■ **LIST OF TASKS**
**a.** Translate this sentence from the passage on predicting race results into Spanish: "Predicting race outcomes can be difficult due to the low sampling frequency of athletics, random events that can occur leading up to the predicted race, variables during the race, and the non-deterministic nature of running."
**b.** According to the passage on predicting race results, which variable matters most of all?

■ **PASSAGE PROVIDED**
As all runners know, these are not simple questions to answer, as their are many variables that can play into a race: the conditions of the actual race, the weather, health conditions, taper time between races, and most of all, time since their last performance. Predicting race outcomes can be difficult due to the low sampling frequency of athletics, random events that can occur leading up to the predicted race, variables during the race, and the non-deterministic nature of running. However, instead of trying to find a deterministic solution to all of these problems, we can take each of these questions in turn to come up with a fairly accurate solutions.

[Object point labels]
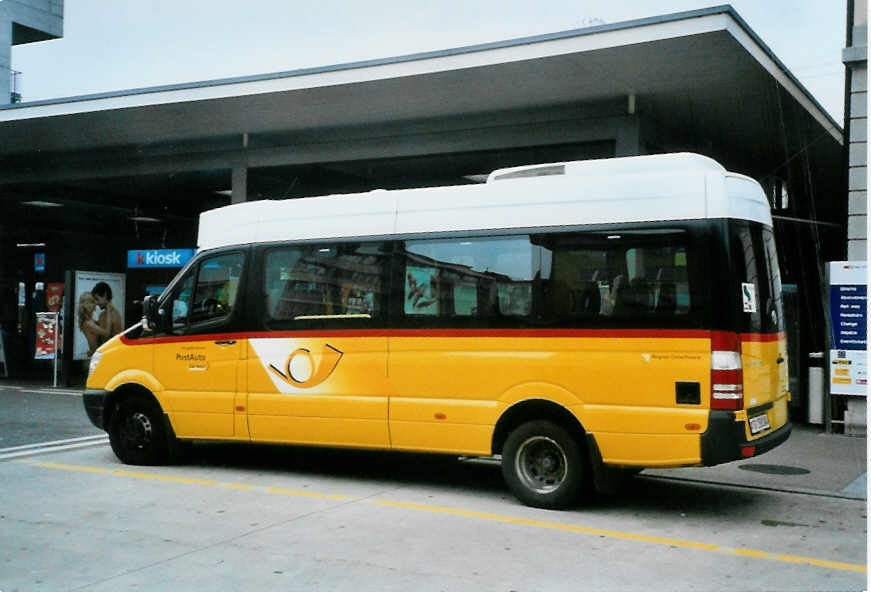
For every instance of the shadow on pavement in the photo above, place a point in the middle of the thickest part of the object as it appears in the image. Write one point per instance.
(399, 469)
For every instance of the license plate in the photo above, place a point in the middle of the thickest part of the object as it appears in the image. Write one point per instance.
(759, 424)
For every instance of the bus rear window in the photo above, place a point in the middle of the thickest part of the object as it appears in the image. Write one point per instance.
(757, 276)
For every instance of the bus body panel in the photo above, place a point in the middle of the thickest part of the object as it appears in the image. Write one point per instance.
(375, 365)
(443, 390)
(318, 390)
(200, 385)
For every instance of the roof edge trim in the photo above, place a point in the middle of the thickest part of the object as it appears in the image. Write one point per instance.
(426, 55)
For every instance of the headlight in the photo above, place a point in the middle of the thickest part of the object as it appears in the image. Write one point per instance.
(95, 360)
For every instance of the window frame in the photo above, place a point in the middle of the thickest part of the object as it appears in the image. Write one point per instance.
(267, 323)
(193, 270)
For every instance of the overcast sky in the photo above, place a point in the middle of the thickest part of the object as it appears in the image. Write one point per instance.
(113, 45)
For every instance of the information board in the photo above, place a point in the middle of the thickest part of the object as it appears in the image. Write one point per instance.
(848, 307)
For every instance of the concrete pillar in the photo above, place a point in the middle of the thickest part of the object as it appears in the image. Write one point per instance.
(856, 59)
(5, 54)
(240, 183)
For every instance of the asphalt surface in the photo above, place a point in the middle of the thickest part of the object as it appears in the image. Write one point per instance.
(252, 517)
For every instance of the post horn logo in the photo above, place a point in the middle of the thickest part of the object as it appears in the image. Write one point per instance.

■ **TASK ANSWERS**
**a.** Predecir los resultados de una carrera puede ser difícil debido a la baja frecuencia de muestreo del atletismo, los eventos aleatorios que pueden ocurrir en el período previo a la carrera pronosticada, las variables durante la carrera y la naturaleza no determinista de correr.

**b.** The time since the runner's last performance.